* _DOCUMENT SEGMENT_

-*-*-

KAOHSIUNG (CNA) — Kaohsiung has reported five confirmed cases of hantavirus hemorrhagic fever so far this year, the highest number in four years, the Kaohsiung Department of Health said Sunday.
Five people in Kaohsiung have contracted hantavirus so far this year, the highest reported since three cases were confirmed to this point in the year in 2016, according to Ho Hui-pin (何惠彬), a section chief in the department’s Disease Prevention Division.
The cases have led the city government to step up a rodent eradication campaign and urge residents to help catch mice and rats, Ho said.
Kaohsiung reported its fifth hantavirus case on Friday, involving a woman in her in her 50s who works at a noodle stand in the city’s Fengshan District.
She sought medical attention after being bitten by a rat at her workplace on April 19 and went to see a doctor again after exhibiting symptoms of the disease, including a fever and headache, on May 24, according to the city’s health department.
The woman was admitted to a hospital on May 26 because her symptoms did not improve. She was later confirmed on June 12 as having hantavirus hemorrhagic fever, becoming the fifth case of the year in the city and the seventh nationwide, the health department said.

-*-*-

Photo-based referring expression items
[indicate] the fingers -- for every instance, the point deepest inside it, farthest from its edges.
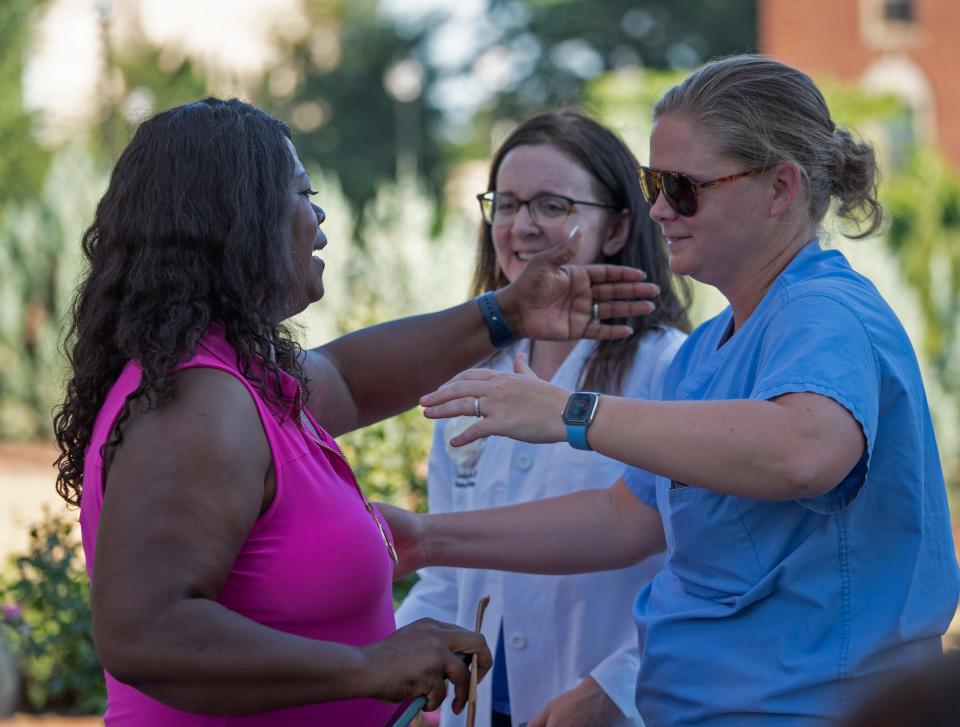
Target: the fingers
(455, 390)
(459, 675)
(520, 365)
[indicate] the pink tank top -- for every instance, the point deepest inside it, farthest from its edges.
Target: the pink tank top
(314, 563)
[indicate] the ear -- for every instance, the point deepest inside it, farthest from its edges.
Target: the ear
(787, 183)
(617, 235)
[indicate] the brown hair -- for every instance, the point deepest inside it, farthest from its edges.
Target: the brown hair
(614, 170)
(763, 112)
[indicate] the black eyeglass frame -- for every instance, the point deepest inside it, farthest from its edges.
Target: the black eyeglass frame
(490, 197)
(656, 179)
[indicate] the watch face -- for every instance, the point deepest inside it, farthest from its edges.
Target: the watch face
(580, 408)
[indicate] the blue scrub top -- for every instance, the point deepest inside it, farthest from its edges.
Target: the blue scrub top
(777, 613)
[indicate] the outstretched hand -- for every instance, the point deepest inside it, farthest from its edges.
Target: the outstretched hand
(553, 300)
(518, 405)
(415, 660)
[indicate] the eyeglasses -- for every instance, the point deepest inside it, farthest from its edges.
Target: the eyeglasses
(681, 192)
(546, 210)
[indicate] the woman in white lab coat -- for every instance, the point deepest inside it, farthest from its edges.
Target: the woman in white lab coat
(566, 645)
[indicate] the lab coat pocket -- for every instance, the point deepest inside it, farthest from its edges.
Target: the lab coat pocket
(710, 549)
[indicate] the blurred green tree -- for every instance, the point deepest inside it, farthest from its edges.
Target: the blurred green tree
(24, 163)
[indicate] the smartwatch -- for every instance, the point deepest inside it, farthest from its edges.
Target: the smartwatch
(578, 415)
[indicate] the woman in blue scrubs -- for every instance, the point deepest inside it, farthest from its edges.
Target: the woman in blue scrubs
(797, 489)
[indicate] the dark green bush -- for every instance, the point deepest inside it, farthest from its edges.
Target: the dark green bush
(46, 622)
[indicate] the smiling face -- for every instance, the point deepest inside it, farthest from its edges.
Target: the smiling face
(306, 238)
(727, 237)
(529, 170)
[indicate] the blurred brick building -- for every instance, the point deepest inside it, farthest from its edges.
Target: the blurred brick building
(909, 48)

-*-*-

* _DESCRIPTION OF THE TASK_
Carry the news report on hantavirus cases in Kaohsiung further, starting after its last sentence. The items are separate material and have no connection to the news report on hantavirus cases in Kaohsiung.

* _ANSWER FOR THE TASK_
The country’s other two cases have appeared in New Taipei and Keelung, according to government data.
Ho said Kaohsiung has reported more hantavirus cases than any other city or county because it has a higher population density of rats and mice.
Unlike the three cases in 2016 which were all associated with the same night market, the five patients this year are all workers in the catering and food industry, Ho said.
As a result, the health department, in collaboration with the Environmental Protection Bureau, is taking action to strengthen rodent eradication and disease prevention efforts targeting areas such as traditional markets and night markets.
The city said the hantavirus infections are likely to increase, and it will continue to monitor the situation.
Hantaviruses are rodent-borne viruses causing the human disease known as hemorrhagic fever with renal syndrome in Asia and Europe.